EXERCISE INSTRUCTIONS = Copy every line from the one containing "of the van." through the last line of the records below, both included, and nothing else.

TASK INPUTS =

[START]

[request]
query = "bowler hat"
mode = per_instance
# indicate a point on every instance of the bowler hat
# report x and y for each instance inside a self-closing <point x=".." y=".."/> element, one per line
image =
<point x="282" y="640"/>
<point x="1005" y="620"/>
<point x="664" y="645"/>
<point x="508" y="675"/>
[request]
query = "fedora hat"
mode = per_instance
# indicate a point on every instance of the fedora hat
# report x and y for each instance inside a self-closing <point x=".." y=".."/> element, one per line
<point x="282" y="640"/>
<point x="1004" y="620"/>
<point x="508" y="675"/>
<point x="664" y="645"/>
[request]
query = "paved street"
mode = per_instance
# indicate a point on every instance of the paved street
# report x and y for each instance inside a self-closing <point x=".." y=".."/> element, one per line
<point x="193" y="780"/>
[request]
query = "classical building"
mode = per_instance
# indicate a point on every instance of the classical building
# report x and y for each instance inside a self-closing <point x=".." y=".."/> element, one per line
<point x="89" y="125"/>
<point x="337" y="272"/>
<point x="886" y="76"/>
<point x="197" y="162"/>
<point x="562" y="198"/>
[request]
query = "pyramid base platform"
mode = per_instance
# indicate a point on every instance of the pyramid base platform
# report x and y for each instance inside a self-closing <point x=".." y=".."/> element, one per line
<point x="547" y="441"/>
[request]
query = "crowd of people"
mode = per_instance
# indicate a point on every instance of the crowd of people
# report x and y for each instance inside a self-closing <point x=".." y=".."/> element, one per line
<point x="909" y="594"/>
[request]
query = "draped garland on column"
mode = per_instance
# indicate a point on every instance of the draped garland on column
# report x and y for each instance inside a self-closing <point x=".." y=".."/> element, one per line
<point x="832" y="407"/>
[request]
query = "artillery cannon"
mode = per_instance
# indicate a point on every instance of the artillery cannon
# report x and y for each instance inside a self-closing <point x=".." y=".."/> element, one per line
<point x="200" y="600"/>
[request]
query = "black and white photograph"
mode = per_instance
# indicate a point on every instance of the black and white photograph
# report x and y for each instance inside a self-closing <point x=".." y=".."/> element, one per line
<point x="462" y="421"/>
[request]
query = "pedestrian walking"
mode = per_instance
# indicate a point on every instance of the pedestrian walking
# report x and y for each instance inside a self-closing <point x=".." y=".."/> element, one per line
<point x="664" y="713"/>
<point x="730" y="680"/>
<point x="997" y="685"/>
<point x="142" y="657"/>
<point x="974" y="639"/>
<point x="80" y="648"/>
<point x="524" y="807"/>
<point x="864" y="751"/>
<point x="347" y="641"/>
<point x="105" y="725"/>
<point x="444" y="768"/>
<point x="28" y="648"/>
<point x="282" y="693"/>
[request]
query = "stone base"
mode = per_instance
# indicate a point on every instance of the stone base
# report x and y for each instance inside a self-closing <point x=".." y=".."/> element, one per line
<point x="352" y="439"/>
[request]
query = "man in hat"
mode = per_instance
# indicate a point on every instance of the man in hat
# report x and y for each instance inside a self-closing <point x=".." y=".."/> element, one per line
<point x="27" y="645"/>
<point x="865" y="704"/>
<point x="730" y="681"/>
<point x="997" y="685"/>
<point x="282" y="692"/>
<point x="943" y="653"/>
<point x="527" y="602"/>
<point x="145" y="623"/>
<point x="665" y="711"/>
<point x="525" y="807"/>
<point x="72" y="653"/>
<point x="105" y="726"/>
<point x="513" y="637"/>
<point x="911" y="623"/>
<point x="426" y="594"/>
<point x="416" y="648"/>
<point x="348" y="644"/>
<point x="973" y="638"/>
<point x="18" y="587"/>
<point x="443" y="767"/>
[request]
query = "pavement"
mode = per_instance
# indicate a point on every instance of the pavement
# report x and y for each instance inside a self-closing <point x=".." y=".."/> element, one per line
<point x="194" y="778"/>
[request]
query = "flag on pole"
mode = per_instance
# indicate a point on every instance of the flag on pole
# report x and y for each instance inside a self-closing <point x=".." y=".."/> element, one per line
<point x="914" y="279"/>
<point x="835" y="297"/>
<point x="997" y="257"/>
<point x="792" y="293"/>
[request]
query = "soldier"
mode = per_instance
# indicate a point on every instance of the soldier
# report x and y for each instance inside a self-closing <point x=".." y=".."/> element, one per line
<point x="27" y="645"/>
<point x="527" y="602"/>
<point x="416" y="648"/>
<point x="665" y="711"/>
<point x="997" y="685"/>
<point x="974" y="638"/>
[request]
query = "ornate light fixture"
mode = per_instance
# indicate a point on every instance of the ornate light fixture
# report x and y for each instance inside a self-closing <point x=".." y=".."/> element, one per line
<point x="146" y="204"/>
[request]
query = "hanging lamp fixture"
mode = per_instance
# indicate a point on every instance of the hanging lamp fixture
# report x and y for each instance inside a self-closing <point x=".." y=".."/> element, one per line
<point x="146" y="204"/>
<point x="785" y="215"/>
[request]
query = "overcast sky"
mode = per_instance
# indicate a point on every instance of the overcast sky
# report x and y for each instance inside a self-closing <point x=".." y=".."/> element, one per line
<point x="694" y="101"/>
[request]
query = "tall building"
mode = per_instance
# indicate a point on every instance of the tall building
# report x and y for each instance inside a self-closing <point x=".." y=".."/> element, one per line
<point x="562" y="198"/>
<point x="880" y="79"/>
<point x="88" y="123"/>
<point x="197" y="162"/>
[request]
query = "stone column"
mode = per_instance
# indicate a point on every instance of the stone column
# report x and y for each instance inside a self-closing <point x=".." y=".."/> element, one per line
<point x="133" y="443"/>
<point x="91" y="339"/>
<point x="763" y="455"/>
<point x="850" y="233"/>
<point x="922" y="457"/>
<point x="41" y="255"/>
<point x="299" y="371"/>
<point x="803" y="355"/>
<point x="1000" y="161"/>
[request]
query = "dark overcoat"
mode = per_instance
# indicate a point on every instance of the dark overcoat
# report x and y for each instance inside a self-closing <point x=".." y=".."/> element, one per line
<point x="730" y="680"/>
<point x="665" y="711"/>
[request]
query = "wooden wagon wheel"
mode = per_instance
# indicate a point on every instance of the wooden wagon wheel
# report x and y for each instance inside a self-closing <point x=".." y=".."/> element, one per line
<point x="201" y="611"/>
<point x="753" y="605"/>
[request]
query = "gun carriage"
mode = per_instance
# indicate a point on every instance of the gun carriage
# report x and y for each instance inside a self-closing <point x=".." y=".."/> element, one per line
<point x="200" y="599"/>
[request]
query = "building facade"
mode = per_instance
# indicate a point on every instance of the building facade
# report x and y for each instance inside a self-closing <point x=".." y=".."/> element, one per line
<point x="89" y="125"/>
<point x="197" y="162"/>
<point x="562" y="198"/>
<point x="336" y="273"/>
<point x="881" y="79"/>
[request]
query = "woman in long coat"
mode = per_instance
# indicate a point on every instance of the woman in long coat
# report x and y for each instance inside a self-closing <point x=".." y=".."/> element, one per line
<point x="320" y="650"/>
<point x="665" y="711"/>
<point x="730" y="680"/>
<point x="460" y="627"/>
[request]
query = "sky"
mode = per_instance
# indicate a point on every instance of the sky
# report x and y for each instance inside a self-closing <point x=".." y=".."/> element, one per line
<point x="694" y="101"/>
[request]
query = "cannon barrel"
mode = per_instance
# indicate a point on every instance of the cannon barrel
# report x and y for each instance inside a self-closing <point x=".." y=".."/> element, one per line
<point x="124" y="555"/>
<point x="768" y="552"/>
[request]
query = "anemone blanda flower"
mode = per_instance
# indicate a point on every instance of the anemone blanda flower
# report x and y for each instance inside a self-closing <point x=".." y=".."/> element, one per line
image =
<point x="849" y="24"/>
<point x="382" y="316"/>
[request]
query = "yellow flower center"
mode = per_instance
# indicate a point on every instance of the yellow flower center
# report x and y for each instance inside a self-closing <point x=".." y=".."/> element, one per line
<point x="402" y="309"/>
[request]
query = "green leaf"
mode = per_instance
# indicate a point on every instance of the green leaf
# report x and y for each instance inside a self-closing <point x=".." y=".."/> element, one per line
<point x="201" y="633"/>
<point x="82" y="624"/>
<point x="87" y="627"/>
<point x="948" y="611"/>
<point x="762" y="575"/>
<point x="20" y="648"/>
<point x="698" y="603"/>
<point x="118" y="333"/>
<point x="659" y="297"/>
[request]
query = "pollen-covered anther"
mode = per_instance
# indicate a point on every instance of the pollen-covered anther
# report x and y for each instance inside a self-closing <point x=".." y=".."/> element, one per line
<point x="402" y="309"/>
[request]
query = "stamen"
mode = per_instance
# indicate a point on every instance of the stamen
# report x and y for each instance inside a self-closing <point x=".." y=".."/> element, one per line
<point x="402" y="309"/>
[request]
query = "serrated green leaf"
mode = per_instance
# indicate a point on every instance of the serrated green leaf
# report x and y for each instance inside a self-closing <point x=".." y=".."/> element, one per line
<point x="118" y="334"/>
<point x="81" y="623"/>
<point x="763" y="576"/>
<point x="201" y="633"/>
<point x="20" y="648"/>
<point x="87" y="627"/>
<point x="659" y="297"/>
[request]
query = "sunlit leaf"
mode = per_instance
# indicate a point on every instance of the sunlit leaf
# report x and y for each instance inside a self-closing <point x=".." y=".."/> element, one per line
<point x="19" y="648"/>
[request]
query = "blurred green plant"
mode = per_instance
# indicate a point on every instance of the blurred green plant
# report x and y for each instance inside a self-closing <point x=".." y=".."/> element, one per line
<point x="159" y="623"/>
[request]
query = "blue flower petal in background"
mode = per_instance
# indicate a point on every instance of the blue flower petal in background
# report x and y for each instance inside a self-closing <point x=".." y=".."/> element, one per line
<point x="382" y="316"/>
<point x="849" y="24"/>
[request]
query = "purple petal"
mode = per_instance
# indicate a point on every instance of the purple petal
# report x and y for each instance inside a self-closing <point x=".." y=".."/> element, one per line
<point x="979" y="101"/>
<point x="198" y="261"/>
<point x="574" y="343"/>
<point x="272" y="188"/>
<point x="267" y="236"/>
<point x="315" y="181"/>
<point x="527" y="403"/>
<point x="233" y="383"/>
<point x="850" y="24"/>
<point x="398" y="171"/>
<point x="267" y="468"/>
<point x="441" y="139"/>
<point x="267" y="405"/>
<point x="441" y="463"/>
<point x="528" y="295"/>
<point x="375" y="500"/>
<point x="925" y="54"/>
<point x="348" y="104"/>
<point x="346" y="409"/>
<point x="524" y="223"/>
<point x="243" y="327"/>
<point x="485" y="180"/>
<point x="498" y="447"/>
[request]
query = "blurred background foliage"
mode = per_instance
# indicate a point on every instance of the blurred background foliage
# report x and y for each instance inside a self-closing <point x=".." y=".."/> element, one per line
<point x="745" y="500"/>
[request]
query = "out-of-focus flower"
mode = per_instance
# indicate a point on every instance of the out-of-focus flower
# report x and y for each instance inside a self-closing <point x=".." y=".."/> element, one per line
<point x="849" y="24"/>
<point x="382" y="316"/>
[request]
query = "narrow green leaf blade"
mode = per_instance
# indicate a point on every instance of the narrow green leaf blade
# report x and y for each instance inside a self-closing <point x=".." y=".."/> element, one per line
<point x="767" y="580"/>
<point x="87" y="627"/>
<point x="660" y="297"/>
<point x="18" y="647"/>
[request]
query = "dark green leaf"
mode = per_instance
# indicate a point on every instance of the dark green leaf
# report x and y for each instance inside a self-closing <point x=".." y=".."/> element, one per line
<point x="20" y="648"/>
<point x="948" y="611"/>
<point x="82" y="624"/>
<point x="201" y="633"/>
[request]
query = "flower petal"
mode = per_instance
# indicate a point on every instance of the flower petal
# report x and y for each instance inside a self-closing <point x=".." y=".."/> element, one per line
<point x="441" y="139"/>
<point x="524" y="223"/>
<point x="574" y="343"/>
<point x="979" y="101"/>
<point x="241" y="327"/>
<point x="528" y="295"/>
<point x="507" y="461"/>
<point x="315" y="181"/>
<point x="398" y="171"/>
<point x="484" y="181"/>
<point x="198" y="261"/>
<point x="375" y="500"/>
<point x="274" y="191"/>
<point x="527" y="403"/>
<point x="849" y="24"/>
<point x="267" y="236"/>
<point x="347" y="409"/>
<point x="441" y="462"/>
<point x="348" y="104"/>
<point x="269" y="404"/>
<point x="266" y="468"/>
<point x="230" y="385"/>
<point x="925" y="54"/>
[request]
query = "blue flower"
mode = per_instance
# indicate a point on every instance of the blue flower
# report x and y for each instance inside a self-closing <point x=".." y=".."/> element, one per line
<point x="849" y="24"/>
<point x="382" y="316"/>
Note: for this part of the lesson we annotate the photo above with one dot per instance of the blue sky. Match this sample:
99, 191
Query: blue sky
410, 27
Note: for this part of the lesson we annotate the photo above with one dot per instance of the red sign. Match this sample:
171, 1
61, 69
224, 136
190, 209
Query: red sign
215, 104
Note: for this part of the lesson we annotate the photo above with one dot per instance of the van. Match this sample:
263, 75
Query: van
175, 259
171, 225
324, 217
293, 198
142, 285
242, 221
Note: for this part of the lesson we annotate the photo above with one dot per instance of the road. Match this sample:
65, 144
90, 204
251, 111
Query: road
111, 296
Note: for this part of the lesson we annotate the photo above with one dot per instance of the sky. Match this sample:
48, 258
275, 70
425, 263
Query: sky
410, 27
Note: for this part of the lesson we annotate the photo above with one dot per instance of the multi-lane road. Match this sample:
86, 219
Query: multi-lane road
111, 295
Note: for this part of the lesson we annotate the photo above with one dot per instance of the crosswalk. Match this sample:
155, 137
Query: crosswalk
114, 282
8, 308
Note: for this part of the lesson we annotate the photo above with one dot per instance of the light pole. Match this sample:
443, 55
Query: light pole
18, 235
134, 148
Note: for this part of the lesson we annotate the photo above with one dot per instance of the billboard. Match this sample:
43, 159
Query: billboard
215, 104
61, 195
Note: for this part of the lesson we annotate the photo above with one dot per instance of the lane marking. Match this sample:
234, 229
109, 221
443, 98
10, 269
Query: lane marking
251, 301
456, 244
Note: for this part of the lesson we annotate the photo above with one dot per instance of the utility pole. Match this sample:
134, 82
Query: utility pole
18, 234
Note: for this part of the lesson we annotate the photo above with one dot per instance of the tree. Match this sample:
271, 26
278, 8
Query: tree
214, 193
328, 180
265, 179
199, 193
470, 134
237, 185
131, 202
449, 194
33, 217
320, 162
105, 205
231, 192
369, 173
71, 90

[END]

CORRECT ANSWER =
Note: for this part of the lesson we annotate the photo above with one dot per instance of the van. Match this sample:
263, 75
Query: van
175, 259
171, 225
324, 217
293, 198
142, 285
242, 221
Note: for this part of the lesson we annotate the photo above with one dot per instance of the road. Match this sample:
65, 144
90, 204
251, 111
Query: road
111, 296
Note: for this part of the lesson we annotate the photo above with one dot per instance of the sky. Match this sample:
48, 258
275, 70
425, 263
Query: sky
410, 27
Note: for this part of the lesson we annotate the photo above with one dot per instance of the multi-lane road. Match this sample:
86, 219
Query: multi-lane road
111, 295
Note: for this part of the lesson we annotate the photo above with one dot per instance of the crosswalk. Match this sample:
155, 137
Query: crosswalk
114, 282
8, 308
Note: for this part of the lesson we annotate the photo above with one dot per instance of the light pole. Match this sample:
443, 55
Query: light pole
18, 235
134, 148
Note: for this part of the lesson we annotate the photo above with one dot per instance of the billboard. Match this sample:
43, 159
Query: billboard
215, 104
61, 195
Note: for this part of the lesson we annotate the photo above with one dot per instance of the lane marking. Match this sample:
234, 229
109, 221
443, 98
10, 269
Query: lane marking
251, 301
456, 244
Note: for this part of the lesson we annotate the photo above with one dot per instance of the utility pole. Match this sample:
134, 82
Query: utility pole
18, 234
Note: for this part of the lesson we annotate the photo above with one dot per instance of the tree. Match this sample:
271, 26
278, 8
Query: tree
214, 193
328, 180
265, 179
199, 193
470, 134
237, 185
131, 202
449, 194
33, 217
320, 162
105, 205
231, 192
369, 173
71, 90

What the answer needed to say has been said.